(Input begins)

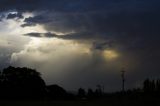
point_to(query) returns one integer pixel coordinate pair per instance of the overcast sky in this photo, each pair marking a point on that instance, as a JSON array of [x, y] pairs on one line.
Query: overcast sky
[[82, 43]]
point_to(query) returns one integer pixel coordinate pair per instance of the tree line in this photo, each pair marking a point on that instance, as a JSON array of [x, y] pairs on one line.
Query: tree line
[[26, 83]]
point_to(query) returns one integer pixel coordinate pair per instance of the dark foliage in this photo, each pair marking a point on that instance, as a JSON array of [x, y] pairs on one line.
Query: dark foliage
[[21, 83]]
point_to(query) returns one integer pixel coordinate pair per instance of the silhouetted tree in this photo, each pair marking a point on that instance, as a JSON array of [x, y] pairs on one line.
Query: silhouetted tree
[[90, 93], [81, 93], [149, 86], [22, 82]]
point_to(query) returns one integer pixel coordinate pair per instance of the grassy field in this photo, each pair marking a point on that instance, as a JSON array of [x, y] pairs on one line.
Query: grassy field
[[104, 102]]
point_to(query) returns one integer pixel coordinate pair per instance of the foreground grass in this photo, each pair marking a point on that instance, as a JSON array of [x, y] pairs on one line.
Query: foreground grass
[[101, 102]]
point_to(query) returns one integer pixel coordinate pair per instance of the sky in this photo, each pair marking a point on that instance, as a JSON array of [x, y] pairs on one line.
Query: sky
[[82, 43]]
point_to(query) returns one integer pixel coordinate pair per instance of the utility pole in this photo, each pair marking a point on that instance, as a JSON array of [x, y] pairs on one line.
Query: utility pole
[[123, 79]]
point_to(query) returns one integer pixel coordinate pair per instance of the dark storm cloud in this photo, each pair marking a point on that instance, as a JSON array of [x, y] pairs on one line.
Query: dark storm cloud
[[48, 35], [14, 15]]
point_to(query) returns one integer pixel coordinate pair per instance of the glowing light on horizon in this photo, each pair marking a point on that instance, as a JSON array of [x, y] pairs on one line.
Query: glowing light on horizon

(Input ends)

Problem statement:
Copy the records exactly as they appear, leaving every picture out.

Output:
point_to(query) returns one integer pixel coordinate pair per instance of the overcast sky in this photo, each pair marking a point on that instance, as a JSON array of [x, y] pairs on one line.
Query: overcast sky
[[82, 43]]
point_to(query) returns one integer pixel coordinate pair per instance of the tree line in this photo, each pair marking a point on that instance, as a JSON array of [x, y] pairs on one line.
Query: tree line
[[26, 83]]
point_to(query) returns one integer pixel coordinate pair per instance of the dark foliage in this photo, each pair marking a point on that instance, as a JSON array of [x, y] pairs on one line.
Query: dark foliage
[[21, 83]]
point_to(query) returns one integer pixel coordinate pair per instance of the silhouetted tree in this photo, each pair marking a point on that instance, as a JSON array of [x, y] pairs on one line.
Query: silhouetted tree
[[90, 93], [81, 93], [149, 86], [22, 82]]
point_to(query) returns one integer pixel coordinate pair per instance of the grassy field in this photo, each pair marking a point on that instance, as a JSON array of [x, y] pairs on one line.
Query: grassy field
[[104, 102]]
point_to(query) returns one integer pixel coordinate pair per instance of the foreground grass in this photo, each pair marking a point on that instance, as a JSON array of [x, y] pairs on one line.
Query: foreground grass
[[101, 102]]
point_to(query) returns one integer pixel coordinate pair per instance of the sky in this photo, each pair marking a point on that instance, as a JSON array of [x, y] pairs on one line.
Query: sky
[[82, 43]]
point_to(query) returns one integer pixel coordinate pair per instance of the utility pole in this photo, each pair marking a point on that instance, as a JSON array of [x, y] pairs on one line.
Query: utility pole
[[123, 79]]
point_to(query) returns one integer pixel coordinate pair per instance of the dark storm cloud in this photo, each pair marking a point on that instance, as a JSON array of [x, y] pairs on one line.
Query: dark storm cloud
[[48, 35], [14, 15]]
point_to(query) returns one integer pixel coordinate pair per instance of the glowing light on horizon in this photo, each pair marking a point on that instance, as a JSON array of [x, y] pairs on one line.
Query: glowing light on horizon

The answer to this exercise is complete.